Your instructions → In the conservator profile below, where did Morgan Wylder earn her graduate degree in Conservation of Easel Paintings?

* begin Document passage *

Before she completed an Andrew Mellon Fellowship at BACC, Morgan Wylder worked as the NEH Fellow in Paintings Conservation at the Chrysler Museum of Art, Norfolk, VA, having already earned her graduate degree in Conservation of Easel Paintings from the Courtauld Institute of Art, University of London. During graduate school, Morgan interned at the Regional Laboratory for the Science of Cultural Heritage Conservation, Portland State University, and the paintings conservation department at the Victoria and Albert Museum, London.
Her current areas of interest include the conservation of Modern and Contemporary paintings and mixed media artworks, materials and techniques of 20th century California painters, and helping artists to better understand materials to support their artistic practice.
Now an Assistant Conservator of Paintings at BACC, she shares some thoughts on what it’s like to be an art conservator.
When did you know that you wanted to be an art conservator?

* end Document passage *
* begin Extracted entries *

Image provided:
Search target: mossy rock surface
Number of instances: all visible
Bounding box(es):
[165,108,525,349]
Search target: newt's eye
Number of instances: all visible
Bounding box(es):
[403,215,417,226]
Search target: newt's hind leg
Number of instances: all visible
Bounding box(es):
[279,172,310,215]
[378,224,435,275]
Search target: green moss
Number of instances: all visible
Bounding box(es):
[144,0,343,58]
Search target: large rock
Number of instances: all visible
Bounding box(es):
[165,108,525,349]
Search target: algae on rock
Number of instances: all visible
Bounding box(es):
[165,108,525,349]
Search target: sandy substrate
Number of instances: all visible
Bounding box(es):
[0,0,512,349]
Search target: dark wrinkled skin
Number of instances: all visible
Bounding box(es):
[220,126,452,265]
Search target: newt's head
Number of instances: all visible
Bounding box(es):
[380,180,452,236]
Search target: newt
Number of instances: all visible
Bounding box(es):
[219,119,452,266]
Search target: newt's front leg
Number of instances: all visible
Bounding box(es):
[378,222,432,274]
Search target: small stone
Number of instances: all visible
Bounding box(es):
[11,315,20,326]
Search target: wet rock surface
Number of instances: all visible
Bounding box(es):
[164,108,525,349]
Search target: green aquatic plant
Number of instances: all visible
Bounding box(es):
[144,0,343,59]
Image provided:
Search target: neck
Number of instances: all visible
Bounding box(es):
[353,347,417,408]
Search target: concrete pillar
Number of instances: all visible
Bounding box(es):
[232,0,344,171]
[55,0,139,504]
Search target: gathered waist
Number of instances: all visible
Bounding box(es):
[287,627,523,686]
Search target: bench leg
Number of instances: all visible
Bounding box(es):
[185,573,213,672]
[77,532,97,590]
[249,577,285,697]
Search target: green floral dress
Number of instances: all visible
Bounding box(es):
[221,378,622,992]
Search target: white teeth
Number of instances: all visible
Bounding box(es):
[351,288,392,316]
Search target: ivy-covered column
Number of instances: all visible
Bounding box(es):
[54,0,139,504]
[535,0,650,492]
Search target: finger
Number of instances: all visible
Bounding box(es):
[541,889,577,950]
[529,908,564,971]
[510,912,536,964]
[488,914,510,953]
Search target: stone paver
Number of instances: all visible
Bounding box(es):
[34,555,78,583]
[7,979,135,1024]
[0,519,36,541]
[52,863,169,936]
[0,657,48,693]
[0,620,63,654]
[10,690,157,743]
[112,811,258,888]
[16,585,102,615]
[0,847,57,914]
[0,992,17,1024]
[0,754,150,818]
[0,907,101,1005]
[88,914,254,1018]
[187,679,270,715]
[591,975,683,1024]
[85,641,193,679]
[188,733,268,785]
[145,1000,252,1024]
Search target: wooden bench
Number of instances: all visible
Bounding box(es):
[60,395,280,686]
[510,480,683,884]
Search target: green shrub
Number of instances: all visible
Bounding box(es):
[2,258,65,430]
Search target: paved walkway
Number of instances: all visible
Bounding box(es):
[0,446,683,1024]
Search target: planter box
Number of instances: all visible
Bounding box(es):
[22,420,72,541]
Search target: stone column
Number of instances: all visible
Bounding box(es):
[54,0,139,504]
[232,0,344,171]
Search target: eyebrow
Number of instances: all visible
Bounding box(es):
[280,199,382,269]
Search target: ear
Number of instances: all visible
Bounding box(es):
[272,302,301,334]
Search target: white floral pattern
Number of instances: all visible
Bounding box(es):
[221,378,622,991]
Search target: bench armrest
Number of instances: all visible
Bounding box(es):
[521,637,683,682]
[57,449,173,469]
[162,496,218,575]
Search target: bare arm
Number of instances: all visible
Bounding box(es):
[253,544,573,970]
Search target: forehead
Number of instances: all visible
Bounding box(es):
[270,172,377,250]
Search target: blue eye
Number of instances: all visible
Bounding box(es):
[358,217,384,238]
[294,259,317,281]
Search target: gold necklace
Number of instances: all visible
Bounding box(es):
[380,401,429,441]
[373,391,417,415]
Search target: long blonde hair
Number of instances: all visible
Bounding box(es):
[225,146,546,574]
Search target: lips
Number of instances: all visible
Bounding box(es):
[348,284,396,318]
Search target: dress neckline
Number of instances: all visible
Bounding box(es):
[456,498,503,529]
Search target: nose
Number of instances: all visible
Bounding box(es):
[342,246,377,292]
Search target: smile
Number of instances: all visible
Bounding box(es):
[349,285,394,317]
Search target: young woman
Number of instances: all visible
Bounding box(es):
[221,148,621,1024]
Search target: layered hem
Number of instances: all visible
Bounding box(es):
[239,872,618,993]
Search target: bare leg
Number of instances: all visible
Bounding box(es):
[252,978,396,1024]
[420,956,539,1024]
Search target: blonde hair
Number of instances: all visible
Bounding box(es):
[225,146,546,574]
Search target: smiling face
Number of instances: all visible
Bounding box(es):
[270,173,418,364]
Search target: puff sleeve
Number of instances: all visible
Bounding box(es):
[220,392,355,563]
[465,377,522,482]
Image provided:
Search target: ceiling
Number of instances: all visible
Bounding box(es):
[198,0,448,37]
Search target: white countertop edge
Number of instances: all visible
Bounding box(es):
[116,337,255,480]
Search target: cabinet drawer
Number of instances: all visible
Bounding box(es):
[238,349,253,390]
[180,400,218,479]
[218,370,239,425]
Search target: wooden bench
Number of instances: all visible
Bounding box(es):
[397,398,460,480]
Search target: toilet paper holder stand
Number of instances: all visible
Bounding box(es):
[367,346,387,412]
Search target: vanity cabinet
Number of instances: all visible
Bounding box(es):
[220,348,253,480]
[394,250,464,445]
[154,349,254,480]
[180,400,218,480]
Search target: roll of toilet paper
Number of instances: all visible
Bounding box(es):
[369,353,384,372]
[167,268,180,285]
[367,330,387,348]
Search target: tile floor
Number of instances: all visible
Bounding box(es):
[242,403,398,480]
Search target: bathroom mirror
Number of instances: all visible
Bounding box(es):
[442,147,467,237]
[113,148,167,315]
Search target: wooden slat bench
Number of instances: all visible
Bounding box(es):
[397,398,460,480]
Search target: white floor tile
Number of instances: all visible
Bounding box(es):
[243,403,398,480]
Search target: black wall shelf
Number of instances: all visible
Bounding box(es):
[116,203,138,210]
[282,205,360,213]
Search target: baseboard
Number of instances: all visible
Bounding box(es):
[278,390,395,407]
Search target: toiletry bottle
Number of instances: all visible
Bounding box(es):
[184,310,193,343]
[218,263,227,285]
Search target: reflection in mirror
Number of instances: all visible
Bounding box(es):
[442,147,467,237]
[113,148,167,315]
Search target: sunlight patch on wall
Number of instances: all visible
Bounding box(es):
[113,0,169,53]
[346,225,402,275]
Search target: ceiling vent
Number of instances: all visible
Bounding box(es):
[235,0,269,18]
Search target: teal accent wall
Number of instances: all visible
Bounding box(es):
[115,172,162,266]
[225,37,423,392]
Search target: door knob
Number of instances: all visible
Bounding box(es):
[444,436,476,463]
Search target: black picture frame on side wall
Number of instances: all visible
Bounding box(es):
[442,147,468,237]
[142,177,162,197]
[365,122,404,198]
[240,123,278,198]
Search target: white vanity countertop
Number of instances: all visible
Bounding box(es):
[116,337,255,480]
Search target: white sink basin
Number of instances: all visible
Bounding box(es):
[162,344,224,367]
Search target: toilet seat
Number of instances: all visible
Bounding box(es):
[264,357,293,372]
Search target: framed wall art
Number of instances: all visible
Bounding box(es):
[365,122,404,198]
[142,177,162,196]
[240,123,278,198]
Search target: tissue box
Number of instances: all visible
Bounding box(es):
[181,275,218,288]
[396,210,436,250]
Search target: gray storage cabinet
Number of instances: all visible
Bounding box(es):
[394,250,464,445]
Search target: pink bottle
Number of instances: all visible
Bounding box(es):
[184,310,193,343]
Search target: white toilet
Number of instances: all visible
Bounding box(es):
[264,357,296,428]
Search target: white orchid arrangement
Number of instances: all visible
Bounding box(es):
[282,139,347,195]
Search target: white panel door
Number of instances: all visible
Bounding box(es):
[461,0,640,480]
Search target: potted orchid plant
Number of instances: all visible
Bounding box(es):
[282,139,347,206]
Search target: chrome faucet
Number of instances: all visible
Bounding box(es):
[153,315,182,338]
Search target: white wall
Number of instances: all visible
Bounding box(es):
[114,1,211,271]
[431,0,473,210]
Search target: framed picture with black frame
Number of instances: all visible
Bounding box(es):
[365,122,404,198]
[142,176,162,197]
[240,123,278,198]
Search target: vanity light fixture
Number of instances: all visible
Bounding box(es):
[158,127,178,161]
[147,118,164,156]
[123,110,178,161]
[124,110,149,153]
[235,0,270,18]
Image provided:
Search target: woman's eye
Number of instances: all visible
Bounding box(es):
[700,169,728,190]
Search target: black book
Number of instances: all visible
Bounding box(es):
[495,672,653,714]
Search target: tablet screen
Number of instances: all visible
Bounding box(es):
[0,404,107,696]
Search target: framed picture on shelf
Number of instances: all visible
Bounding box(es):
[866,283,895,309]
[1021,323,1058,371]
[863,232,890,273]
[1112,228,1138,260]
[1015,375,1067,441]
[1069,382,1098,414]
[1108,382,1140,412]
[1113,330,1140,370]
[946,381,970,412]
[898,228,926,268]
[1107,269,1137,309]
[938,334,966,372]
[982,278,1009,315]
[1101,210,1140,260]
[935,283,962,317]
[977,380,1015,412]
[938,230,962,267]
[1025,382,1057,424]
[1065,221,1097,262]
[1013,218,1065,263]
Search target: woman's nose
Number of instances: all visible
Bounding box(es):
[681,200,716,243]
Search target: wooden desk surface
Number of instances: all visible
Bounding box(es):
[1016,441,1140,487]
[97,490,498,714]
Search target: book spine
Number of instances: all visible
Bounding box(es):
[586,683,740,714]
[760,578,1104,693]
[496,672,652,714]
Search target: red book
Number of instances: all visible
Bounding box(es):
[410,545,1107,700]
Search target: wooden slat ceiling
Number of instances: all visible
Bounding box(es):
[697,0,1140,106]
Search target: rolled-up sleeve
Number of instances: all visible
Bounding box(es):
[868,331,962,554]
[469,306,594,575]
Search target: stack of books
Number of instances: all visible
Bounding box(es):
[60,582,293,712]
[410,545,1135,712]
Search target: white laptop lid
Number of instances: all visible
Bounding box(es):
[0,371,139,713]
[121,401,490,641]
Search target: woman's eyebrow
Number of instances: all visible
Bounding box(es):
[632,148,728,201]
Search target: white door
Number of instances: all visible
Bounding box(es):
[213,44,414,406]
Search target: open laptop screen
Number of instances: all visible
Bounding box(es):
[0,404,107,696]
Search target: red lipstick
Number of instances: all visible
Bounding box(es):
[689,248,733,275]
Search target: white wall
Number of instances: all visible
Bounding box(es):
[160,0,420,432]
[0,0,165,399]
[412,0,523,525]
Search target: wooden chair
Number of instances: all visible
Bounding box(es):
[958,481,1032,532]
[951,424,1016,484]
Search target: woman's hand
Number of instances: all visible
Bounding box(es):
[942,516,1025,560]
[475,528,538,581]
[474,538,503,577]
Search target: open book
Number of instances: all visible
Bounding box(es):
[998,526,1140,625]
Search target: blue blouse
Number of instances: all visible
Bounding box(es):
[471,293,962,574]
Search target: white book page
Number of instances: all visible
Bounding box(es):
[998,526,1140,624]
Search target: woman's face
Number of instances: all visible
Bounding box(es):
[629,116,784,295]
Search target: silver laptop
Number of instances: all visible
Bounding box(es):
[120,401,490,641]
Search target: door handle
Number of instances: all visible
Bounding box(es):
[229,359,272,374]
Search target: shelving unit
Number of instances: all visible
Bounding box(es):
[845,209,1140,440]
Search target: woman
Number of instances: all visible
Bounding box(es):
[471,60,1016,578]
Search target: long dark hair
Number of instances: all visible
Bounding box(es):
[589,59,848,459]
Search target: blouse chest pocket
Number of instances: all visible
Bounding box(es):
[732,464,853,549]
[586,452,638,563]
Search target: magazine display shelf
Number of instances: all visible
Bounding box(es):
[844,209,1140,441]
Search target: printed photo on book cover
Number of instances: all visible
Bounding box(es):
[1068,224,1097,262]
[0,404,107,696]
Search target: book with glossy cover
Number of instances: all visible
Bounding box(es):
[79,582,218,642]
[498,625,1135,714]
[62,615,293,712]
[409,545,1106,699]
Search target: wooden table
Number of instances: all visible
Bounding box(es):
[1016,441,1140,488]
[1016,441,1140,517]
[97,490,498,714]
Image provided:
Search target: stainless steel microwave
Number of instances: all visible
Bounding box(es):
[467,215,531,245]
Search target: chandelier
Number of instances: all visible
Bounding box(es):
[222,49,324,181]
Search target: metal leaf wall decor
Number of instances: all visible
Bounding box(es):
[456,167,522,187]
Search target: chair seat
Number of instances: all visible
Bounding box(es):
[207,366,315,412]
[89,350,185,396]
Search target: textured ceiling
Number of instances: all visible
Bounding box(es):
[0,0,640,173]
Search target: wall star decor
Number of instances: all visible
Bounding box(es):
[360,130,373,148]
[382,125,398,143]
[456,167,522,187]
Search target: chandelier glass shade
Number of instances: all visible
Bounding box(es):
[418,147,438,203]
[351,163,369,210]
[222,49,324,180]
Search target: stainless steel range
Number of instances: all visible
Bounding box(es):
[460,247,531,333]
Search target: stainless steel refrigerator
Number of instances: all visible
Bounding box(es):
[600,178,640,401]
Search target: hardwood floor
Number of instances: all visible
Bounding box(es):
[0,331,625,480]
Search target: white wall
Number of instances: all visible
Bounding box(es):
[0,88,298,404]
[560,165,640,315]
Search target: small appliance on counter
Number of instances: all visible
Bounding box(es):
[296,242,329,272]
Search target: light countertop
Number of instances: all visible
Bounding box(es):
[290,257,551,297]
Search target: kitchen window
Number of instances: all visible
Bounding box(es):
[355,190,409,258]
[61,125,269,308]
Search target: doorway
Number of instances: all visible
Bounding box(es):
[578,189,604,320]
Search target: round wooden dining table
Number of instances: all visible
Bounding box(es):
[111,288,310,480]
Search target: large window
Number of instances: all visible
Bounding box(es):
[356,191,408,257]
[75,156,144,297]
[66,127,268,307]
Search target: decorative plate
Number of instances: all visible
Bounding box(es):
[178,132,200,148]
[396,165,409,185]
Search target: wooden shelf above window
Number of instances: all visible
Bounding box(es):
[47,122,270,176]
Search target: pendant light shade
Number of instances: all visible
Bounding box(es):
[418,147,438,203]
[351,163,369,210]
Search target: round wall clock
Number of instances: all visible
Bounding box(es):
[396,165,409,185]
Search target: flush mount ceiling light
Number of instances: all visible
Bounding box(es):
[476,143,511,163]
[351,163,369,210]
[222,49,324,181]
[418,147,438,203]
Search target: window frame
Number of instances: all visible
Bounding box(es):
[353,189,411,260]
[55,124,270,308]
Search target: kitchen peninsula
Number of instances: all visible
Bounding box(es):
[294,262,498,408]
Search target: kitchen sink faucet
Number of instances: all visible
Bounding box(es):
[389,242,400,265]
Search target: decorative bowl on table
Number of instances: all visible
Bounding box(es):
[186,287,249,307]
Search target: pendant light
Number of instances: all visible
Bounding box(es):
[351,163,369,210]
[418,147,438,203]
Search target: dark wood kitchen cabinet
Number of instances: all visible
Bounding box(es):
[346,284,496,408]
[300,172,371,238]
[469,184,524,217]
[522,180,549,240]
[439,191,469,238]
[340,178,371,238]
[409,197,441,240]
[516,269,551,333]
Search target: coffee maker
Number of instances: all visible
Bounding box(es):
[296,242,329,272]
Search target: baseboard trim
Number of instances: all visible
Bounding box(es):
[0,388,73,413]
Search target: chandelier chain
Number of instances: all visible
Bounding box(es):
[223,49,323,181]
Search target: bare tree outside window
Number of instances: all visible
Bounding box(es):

* end Extracted entries *

Task result → The Courtauld Institute of Art, University of London.